WHAT NEEDS TO BE DONE: Each line of the listing that includes the string "below" is to be identified and copied.

EXTRACTED RECORDS:
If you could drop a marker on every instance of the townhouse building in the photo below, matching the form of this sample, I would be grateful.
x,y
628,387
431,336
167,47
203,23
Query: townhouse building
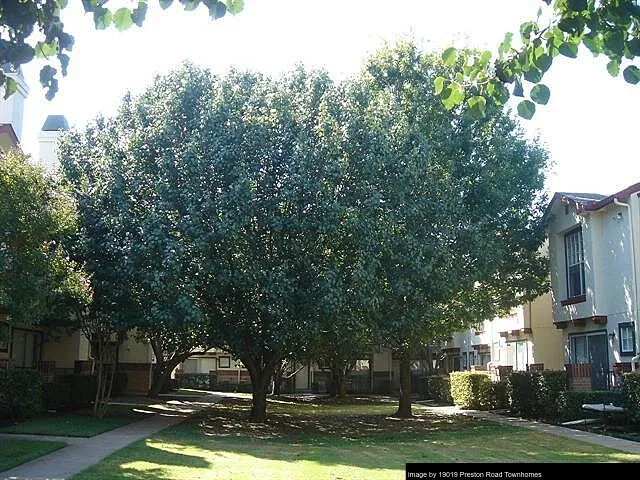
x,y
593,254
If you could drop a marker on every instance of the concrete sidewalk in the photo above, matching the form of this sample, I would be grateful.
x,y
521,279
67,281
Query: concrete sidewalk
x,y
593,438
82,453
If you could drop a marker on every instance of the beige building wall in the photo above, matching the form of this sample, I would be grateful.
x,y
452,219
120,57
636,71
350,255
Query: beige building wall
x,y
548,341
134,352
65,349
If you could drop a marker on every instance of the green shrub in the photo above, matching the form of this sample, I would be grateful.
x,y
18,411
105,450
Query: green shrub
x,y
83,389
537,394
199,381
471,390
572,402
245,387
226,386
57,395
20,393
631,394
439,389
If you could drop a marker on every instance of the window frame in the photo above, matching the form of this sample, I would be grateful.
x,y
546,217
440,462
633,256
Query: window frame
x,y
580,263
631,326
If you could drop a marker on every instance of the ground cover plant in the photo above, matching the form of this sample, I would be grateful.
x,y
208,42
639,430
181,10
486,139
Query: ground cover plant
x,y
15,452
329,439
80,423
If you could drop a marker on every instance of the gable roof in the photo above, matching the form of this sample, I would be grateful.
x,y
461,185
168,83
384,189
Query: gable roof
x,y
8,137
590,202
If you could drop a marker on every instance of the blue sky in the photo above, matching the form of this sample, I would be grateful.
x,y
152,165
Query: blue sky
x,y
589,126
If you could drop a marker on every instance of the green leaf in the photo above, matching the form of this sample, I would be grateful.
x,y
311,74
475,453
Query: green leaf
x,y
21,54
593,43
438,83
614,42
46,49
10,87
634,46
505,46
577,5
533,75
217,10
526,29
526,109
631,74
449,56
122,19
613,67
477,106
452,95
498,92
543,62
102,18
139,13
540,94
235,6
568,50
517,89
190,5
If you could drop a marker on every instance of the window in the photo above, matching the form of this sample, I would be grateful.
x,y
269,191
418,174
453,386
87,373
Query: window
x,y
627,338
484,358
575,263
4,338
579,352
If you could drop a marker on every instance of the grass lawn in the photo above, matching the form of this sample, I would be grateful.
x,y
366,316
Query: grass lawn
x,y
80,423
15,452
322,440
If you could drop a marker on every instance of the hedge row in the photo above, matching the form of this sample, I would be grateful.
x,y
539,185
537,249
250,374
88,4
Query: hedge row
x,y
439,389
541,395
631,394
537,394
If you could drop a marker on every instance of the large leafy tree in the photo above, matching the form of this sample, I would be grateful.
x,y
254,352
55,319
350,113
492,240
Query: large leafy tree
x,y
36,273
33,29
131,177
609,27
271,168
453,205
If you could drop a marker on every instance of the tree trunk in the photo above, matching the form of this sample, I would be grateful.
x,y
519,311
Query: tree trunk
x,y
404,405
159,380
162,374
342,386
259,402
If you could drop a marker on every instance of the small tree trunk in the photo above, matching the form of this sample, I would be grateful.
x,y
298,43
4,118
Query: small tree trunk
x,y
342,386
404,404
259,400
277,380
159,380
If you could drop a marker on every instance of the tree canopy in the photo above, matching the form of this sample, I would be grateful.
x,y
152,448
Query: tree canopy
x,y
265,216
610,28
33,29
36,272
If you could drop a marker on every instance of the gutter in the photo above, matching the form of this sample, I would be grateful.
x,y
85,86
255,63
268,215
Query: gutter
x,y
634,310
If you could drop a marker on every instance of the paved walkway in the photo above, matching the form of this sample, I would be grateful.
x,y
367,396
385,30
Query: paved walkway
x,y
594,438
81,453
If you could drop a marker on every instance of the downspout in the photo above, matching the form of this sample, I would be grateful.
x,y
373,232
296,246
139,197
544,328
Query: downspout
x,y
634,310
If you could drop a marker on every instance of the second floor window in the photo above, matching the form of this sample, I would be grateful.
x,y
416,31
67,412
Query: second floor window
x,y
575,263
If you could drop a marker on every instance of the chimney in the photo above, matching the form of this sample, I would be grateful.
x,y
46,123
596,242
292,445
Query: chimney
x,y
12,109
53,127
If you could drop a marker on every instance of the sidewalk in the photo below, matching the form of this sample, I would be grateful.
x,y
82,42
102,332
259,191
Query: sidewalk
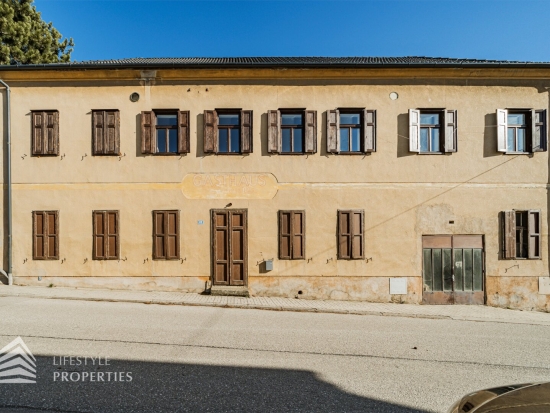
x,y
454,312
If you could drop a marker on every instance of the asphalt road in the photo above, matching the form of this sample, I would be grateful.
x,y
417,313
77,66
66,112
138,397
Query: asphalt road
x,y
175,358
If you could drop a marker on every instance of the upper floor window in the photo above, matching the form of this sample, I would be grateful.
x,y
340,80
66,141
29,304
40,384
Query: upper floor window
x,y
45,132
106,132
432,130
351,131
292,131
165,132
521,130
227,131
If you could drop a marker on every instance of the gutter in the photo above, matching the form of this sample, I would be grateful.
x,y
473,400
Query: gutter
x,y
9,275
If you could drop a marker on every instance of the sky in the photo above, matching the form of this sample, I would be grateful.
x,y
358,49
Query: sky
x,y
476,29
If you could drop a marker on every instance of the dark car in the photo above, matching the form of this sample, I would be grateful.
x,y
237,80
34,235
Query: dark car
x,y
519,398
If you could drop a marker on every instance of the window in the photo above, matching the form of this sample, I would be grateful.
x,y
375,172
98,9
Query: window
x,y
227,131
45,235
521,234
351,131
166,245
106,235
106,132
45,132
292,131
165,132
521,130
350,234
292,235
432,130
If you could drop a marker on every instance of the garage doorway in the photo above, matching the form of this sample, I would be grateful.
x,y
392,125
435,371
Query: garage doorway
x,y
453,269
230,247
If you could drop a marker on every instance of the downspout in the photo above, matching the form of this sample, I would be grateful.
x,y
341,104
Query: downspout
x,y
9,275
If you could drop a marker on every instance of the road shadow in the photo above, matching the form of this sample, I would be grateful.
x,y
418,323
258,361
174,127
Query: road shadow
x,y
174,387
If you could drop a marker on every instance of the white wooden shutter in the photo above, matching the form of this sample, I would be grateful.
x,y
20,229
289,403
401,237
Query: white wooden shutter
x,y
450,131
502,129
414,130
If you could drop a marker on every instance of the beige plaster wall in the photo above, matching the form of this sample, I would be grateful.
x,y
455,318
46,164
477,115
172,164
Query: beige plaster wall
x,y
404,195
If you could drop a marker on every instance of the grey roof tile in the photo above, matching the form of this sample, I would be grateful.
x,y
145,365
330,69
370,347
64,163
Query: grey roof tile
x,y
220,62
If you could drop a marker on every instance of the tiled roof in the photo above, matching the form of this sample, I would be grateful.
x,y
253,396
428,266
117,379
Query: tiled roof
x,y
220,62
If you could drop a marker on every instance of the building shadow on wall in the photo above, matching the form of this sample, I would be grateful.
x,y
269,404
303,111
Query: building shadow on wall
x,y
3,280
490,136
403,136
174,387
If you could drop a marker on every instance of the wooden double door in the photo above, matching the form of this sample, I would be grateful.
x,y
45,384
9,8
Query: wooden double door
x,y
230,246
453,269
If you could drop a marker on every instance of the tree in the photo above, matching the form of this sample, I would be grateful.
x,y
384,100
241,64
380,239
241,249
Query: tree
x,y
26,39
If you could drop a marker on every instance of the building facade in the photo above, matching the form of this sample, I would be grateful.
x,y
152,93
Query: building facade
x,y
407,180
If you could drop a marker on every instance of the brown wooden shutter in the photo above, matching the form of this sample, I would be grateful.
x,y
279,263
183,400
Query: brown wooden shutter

TASK OUTPUT:
If you could drop a marker on every instance of the townhouse building in the photo below, matching the form of this sample, I would be grateful.
If you could drop a marker on every instance of the sidewalk in the photo below, matching the form of this sample, I would be grateful.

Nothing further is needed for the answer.